### Task requirements
Leave out the images and transcribe the entries below word for word.

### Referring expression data
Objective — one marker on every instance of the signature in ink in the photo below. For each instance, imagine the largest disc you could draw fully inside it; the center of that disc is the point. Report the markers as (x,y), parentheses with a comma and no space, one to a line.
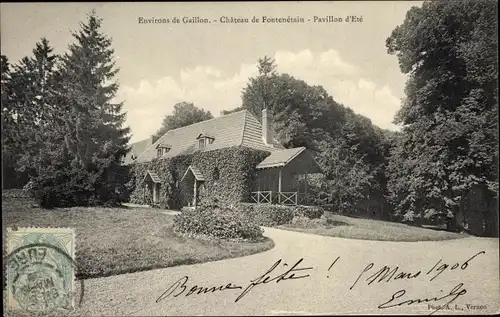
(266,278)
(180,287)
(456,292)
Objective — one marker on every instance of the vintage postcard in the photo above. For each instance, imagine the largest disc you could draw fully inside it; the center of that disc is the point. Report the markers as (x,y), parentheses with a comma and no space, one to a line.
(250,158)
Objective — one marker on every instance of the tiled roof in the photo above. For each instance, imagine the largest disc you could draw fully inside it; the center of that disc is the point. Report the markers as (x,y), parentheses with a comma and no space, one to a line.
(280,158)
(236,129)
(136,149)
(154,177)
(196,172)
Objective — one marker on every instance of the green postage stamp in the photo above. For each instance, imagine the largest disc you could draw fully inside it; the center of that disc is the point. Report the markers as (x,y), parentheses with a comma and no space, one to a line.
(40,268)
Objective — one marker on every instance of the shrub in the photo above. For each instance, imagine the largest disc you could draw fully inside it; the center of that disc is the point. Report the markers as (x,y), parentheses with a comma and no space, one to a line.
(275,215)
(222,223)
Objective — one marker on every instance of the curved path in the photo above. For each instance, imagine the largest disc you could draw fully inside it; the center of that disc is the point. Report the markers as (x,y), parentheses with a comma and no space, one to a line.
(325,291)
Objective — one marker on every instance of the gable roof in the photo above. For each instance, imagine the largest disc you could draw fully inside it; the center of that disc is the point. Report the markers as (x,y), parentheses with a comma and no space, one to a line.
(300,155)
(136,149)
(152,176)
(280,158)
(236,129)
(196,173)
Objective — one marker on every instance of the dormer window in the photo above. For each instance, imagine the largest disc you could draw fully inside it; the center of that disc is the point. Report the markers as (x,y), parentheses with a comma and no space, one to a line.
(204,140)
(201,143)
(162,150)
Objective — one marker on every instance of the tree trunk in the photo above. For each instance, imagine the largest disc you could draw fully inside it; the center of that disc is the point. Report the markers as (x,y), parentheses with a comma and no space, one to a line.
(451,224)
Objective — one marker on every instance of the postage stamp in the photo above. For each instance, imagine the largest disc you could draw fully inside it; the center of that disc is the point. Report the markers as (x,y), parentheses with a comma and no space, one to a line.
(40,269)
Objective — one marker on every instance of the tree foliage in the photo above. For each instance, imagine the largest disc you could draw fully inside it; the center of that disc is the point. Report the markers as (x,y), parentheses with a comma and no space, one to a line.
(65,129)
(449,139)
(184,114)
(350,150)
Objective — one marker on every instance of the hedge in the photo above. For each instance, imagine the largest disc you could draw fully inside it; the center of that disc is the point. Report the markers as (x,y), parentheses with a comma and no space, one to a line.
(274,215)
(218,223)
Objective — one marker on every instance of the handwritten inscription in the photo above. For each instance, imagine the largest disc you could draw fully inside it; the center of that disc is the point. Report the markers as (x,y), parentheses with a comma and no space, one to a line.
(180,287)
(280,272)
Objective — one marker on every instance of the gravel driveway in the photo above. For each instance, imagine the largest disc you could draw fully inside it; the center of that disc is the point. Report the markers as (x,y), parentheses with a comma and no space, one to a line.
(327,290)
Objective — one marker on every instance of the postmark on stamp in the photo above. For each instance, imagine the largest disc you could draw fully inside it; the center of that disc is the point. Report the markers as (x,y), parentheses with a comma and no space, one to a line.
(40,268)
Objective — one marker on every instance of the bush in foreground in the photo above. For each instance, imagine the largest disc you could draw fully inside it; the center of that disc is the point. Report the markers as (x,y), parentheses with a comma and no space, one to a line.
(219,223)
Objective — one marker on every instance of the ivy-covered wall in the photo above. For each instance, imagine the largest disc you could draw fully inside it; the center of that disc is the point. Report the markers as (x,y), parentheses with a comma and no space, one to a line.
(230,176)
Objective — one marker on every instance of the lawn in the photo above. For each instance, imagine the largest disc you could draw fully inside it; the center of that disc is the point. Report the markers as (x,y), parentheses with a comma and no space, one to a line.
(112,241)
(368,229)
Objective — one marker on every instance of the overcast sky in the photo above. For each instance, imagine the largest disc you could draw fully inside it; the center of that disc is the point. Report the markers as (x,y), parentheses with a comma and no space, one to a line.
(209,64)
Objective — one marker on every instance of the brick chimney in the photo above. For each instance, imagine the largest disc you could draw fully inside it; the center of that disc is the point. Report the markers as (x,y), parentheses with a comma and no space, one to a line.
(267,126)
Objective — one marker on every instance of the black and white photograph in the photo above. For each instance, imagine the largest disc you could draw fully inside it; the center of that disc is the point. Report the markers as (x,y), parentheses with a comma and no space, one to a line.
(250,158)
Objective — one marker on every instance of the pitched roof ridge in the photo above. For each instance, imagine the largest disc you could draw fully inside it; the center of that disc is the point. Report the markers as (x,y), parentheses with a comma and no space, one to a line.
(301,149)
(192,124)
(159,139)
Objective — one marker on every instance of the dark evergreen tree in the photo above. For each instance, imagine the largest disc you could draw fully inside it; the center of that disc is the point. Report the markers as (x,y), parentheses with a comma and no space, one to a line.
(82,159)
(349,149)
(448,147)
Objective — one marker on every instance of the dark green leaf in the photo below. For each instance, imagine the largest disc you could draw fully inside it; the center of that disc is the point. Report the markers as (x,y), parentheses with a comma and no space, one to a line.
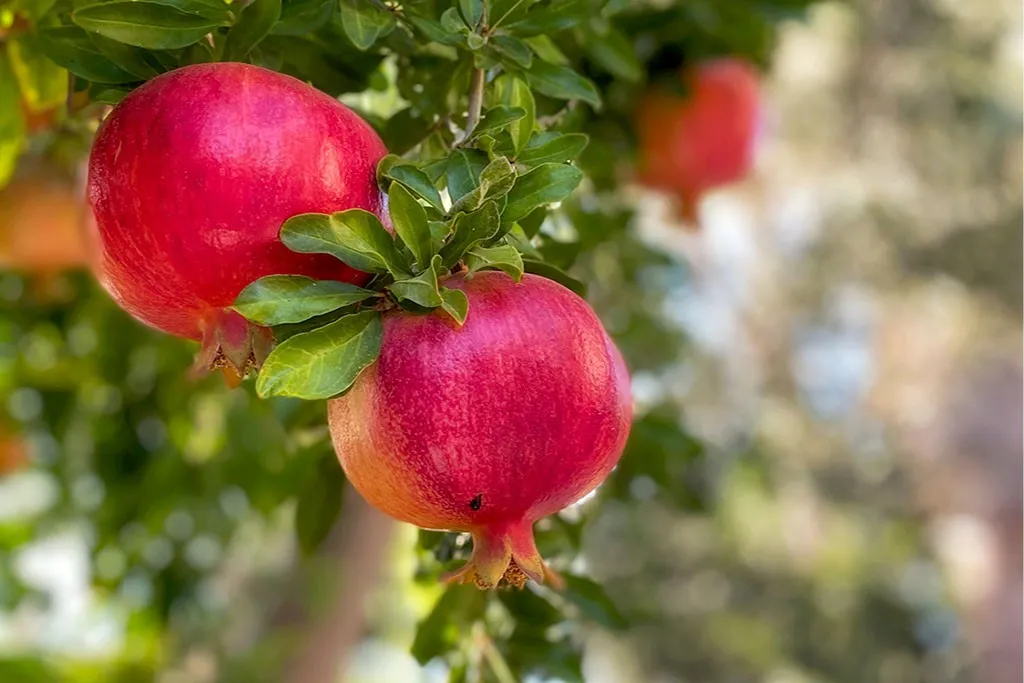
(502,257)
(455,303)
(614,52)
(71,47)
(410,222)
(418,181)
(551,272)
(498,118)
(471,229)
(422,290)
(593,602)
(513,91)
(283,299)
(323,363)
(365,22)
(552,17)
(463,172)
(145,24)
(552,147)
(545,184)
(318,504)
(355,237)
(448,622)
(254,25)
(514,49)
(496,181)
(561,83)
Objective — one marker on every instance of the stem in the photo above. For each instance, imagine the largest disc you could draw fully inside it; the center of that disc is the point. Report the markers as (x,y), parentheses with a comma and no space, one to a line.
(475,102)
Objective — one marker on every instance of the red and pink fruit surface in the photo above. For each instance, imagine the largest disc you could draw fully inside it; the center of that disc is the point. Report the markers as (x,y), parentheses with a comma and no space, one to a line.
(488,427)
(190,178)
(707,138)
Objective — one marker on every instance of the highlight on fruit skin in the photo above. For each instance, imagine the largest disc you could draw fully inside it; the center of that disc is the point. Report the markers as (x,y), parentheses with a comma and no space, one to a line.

### Written response
Objective — one marker on every instance of the signature in ink in the photo below. For each instance, imagine the largest disc you could draw fully inside it; the center of that disc is the point. Report the markers as (x,y), parentheses with a comma and no space, one to a line.
(266,278)
(180,287)
(456,292)
Objective — one marker on every instance of the vintage postcard in the photo above. For each instance, imagine the largest disc you could draw fully inside it; the center of that disc is the point. Report the markers as (x,y), parentheses with a comma and no space, one to a line.
(250,158)
Objective — one marker on every instance of the tiled roof in the photo above. For each instance, imagine the largest disc you could draw fully inside it; the center of that disc is the point. Report the markers as (x,y), parentheses with a comma and no space, one to a line.
(280,158)
(236,129)
(136,149)
(154,177)
(196,172)
Objective — one marker on every instance of the green postage stamp in the photo above. For each instance, imagine the largest disc you could draw fully inside it; the center of that disc is the point. Report the markers as (x,y), parentheses with a comma and no space, one to a line.
(40,268)
Objective — one marker on every instance of the shrub in the photo above. For each instance, imagine the largest disc you could draw fully inside it; the center of that disc is the point. Report the markers as (x,y), parentheses with a comma and no space, one to a line.
(275,215)
(222,223)
Objective — one marker on every instance of the curved path in the photo above. For each instance, imagine the largest disc you could draw fully inside it; the center of that disc is the point. Report the markers as (x,y), parentheses with a comma and no space, one to a line.
(325,291)
Objective — one marker on every instance of the gable roof in the photo above. For each instance, imagine the largest disc you could draw fully inside it; the center of that disc is the point. Report the markers as (x,y), parentheses with a comma and no space, one to a line.
(300,155)
(136,149)
(152,176)
(280,158)
(236,129)
(196,173)
Objective — one marker on every instance of the dormer window in the photo above. For each instance, imagine the largest disc you could draw fully inside it; the center of that disc is the point. Report the markers as (x,y), parentheses with a comma and no space, one to a line.
(204,140)
(201,143)
(162,150)
Objective — one marker on every instance of the tree trunk in the photo above. For each instance, imagine the largest disc you could draw fully inside it; the center of that disc is the point. Report the markers as (x,y), parentheses with a comma and no space, one to a line.
(451,224)
Objective — one marker on every instance of the postage stamp in the photo above. For each instance, imagine the largest disc you could draw fully inside it; the center of that disc is the point. Report the markers as (x,y), parentheses with a comma and no space, one to a line.
(40,269)
Objective — one marker on every instance of the tree foliage in the photo above. For each instance, imagine the largest disc you could draw fully inside it; the center of that disc is the point. Report the markers as (x,y), parentheses with a comma and no space, one to a line.
(65,129)
(449,139)
(184,114)
(350,150)
Objective — one marker on every instance of the hedge in the photo above. For each instance, imagine the largest disc you could draw fully inside it; the center of that disc is the point. Report the markers as (x,y), parentheses with a comma and no space, one to a line.
(274,215)
(218,223)
Objective — one marker on every instance of the handwritten inscription in the photo above. For each instance, imagine the largest disc you could draw fully inside it; the center of that disc is the point. Report the markers as (x,y), parentheses with a comma and no space, one to a line.
(180,287)
(280,272)
Objective — one marker on every instance of the gravel driveway in the photo above. For each instance, imagine the largest disc you could draw fully inside it; the center of that disc is the point. Report the markers as (x,y), parentheses with a comma and no space, one to a line.
(327,290)
Objective — one marker on every instance of the postmark on stamp in the photo above. For each instance, imagine the largest disc you could draw fully inside it; the center of that disc is the point. Report the markers as (x,y), parentheses with a comma and no space, one to a line.
(40,268)
Objective — one marker on every instance of the bush in foreground in the photo above. For each instance, imagine the largest disc you could draw fully inside it; the center of that disc is the point. Report the markers as (x,y), parentheses with a comma and no space, one to a line.
(219,223)
Objective — one marker on every instance of the ivy-covered wall in the photo above. For each instance, imagine the largest disc you could draw fully inside it; the center of that disc is the point. Report the markers as (x,y), parentheses with a comma and no space, one to a line.
(230,176)
Objective — one marker on every instance of the lawn in the photo above. For each instance, imagine the largest disc you could draw fully inside it; the center of that disc is the point. Report the markers as (x,y), parentheses with a comma and no space, one to a line.
(112,241)
(368,229)
Objective — one marker on every instance of the overcast sky in the photo above. For each instance, imagine the largest disc you could draw fully inside it; the center of that disc is the point. Report the markers as (x,y), parentheses with a comma and no space, one to a line.
(209,64)
Objective — one marker on every instance of the brick chimney in the photo above. For each instance, imagine the largest disc you could draw fully inside it; the center of that disc is the point. Report the markers as (x,y), parentheses with a comma and no space, one to a line.
(267,126)
Objective — one marker on every instance of the black and white photograph in the photo above. For each instance, imagine the largest disc you could draw fully inside it; the center of that disc is the point. Report the markers as (x,y), parentheses with a comma and no space, one to a line.
(250,158)
Objective — one marker on every instance of the pitched roof ridge in the photo above. For each instance, imagine the largest disc you could draw fully inside it; the center of that disc is the point. Report the markers as (x,y), parentheses with a comma and no space, one to a line.
(301,149)
(192,124)
(159,139)
Objective — one marker on every instance of the dark evergreen tree in the photo above. For each instance, imagine the largest disc you could draw fully inside it; the center of that disc is the point. Report the markers as (x,y), parentheses with a comma and no space, one to a line.
(82,159)
(349,149)
(448,147)
Objective — one marker on every instance of the dark green leaf in the photo below. For each instance, imagine the largest disc you could draw fully inside it; the center of that disc is the point. Report the markers as (x,y), parentheses with a comma and no space, one to a line.
(502,257)
(455,303)
(614,52)
(71,47)
(410,222)
(418,181)
(551,272)
(498,118)
(471,229)
(422,290)
(593,602)
(513,91)
(283,299)
(323,363)
(365,22)
(552,17)
(463,172)
(145,24)
(552,147)
(545,184)
(318,504)
(355,237)
(448,622)
(254,25)
(514,49)
(496,181)
(561,83)
Objective — one marker on every instance of the stem in the photo above. For each instance, imagine the largest disc you could draw fully inside it; the center of that disc is the point. Report the markers as (x,y), parentheses with a comma and no space, one to a line.
(475,102)
Objective — one marker on every instance of the red and pink fruit surface in the photo above. For each instance, imagine the largest disc you could draw fully inside it; the center of that disc is the point. Report the markers as (x,y), parentheses with a comma and no space, one to a line.
(488,427)
(190,178)
(707,138)
Objective — one marker on every instance of the highlight on fruit skin in the photo above. For each instance, imagine the largest disc you could draw fully inside it; the center of that disc is the point. Report the markers as (x,y), parentheses with a comma and no space, one to a line.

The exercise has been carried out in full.